**What you will do:**
Continue the Seaena, Inc. Form 8-K filing below, starting after its last sentence.

**Passage provided:**
┏━━
8-K 1 f8k-033106.htm FORM 8-K 03-31-06

SECURITIES AND EXCHANGE COMMISSION

 

Washington, D.C. 20549

 

FORM 8-K

 

CURRENT REPORT

 

Pursuant to Section 13 or 15(d) of the Securities Exchange Act of 1934

 

SEAENA, INC.

Date of Report (Date of earliest event reported) March 31, 2006

 

(Exact name of registrant as specified in its charter)

 

Nevada

(State or other jurisdiction

of incorporation)

0-29781

(Commission

File Number)

65-0142472

(IRS Employer

Identifica­tion No.)

 

1181 Grier Drive, Suite B, Las Vegas, Nevada 89119

(Address of principal executive offices) (Zip Code)

 

Registrant’s telephone number, including area code (702) 740-4616

 

CRYSTALIX GROUP INTERNATIONAL, INC.

(Former name or former address, if changed since last report)

 

Check the appropriate box below if the Form 8-K filing is intended to simultaneously satisfy the filing obligation of the registrant under any of the following provisions (see General Instruction A.2. below):

 

o Written communications pursuant to Rule 425 under the Securities Act (17 CFR 230.425)

 

o Soliciting material pursuant to Rule 14a-12 under the Exchange Act (17 CFR 240.14a-12)

 

o Pre-commencement communications pursuant to Rule 14d-2(b) under the Exchange Act (17 CFR 240.14d-2(b))

 

o Pre-commencement communications pursuant to Rule 13e-4(c) under the Exchange Act (17 CFR 240.13e-4(c))

 

 

 

 

Item 2.01

Completion of Acquisition or Disposition of Assets

 

As of March 31, 2006, the registrant completed the Asset Purchase Agreement with U.C. Laser Ltd., entered into on December 29, 2005 but to be effective January 1, 2006, in which the registrant agreed to purchase all of the assets of U.C. Laser used in connection with the manufacturing, distribution and marketing of its decorative images and products. The assets acquired include U.C. Laser’s subsidiaries, U.C. Laser, Inc. and CIC Laser Technologies Ltd., as well as U.C. Laser’s worldwide, exclusive license to use the colored glass technology owned by Laser Glass Ltd. There was no relationship, other than in respect of this transaction, between U.C. Laser and the registrant or any affiliates of the registrant.
┗━━
**Entries shown:**
┏━━
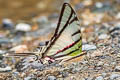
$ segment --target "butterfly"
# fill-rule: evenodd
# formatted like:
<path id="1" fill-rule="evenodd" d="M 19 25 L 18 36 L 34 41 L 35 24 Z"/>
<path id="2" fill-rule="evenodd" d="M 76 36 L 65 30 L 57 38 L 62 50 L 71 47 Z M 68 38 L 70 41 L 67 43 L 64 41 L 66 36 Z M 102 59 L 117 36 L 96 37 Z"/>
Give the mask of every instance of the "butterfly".
<path id="1" fill-rule="evenodd" d="M 67 61 L 82 53 L 82 36 L 79 19 L 70 4 L 64 3 L 55 33 L 49 41 L 39 45 L 36 52 L 23 53 L 36 55 L 37 59 L 54 62 Z"/>

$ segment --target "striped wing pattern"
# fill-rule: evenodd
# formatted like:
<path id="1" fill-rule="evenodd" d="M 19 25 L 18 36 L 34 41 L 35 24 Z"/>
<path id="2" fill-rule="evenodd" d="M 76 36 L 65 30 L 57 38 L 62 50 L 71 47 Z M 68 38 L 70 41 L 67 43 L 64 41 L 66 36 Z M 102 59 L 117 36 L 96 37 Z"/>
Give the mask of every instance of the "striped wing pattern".
<path id="1" fill-rule="evenodd" d="M 79 20 L 73 8 L 68 3 L 64 3 L 55 33 L 42 57 L 66 60 L 80 55 L 81 52 Z"/>

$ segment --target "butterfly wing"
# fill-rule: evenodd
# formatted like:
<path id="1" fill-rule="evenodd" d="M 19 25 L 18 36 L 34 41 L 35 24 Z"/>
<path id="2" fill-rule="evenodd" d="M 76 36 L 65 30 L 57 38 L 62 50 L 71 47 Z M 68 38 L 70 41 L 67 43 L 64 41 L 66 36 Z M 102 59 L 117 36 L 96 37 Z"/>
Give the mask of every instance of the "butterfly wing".
<path id="1" fill-rule="evenodd" d="M 70 59 L 82 52 L 80 25 L 73 8 L 64 3 L 59 22 L 53 37 L 42 57 L 53 59 Z"/>

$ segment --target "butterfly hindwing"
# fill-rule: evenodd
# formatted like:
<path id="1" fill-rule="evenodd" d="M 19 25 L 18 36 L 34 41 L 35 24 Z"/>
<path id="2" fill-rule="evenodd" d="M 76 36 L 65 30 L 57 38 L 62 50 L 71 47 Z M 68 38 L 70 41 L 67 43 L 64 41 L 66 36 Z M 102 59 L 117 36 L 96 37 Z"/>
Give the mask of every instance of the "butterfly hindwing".
<path id="1" fill-rule="evenodd" d="M 69 59 L 82 52 L 80 25 L 73 8 L 64 3 L 55 34 L 50 40 L 43 57 Z"/>

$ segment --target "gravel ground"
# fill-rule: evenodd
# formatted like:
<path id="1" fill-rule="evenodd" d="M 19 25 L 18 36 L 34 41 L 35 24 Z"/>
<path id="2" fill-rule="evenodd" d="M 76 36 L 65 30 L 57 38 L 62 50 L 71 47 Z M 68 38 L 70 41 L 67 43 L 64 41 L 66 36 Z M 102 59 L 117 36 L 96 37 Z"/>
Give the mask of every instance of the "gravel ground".
<path id="1" fill-rule="evenodd" d="M 4 19 L 0 30 L 0 80 L 120 80 L 119 3 L 73 1 L 80 16 L 86 54 L 64 63 L 41 64 L 31 61 L 33 57 L 3 57 L 7 51 L 32 51 L 49 40 L 56 28 L 57 13 L 32 18 L 37 24 Z"/>

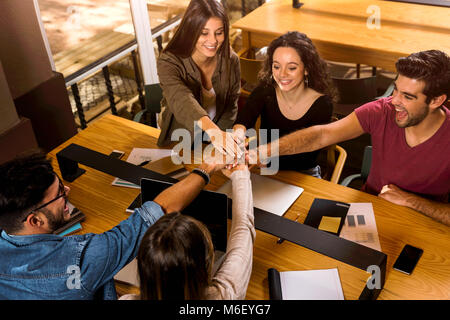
┗━━
**Written reply:**
 

In consideration for the purchased assets, the registrant assumed the liabilities arising from or related to the purchased assets in the approximate amount of $4,924,000, and issued 2,276,795 shares of Class B Preferred Stock of the registrant. These shares of Class B Preferred Stock collectively have voting rights equal to 45% of all voting rights of all of the registrant’s capital stock outstanding immediately after the closing, determined on a fully diluted basis. Each shares of Class B Preferred Stock is convertible into 2.857 shares of common stock so that collectively, the Class B Preferred Shares issued to U.C. Laser are convertible into 6,505,129 shares of the registrant’s common stock, which, immediately after such conversion, represent 45% of all shares of the registrant’s capital stock then outstanding on a fully diluted basis.

 

Twenty percent, or 455,359 of the Class B Preferred Shares issued to U.C. Laser were placed into escrow to satisfy any obligations of U.C. Laser to indemnify the registrant for losses arising from (1) a material breach by U.C. Laser of any representation, warranty, covenant, restriction, or agreement made in the Asset Purchase Agreement or (2) fraud or an intentional misstatement by U.C. Laser. The escrow period shall terminate June 29, 2006.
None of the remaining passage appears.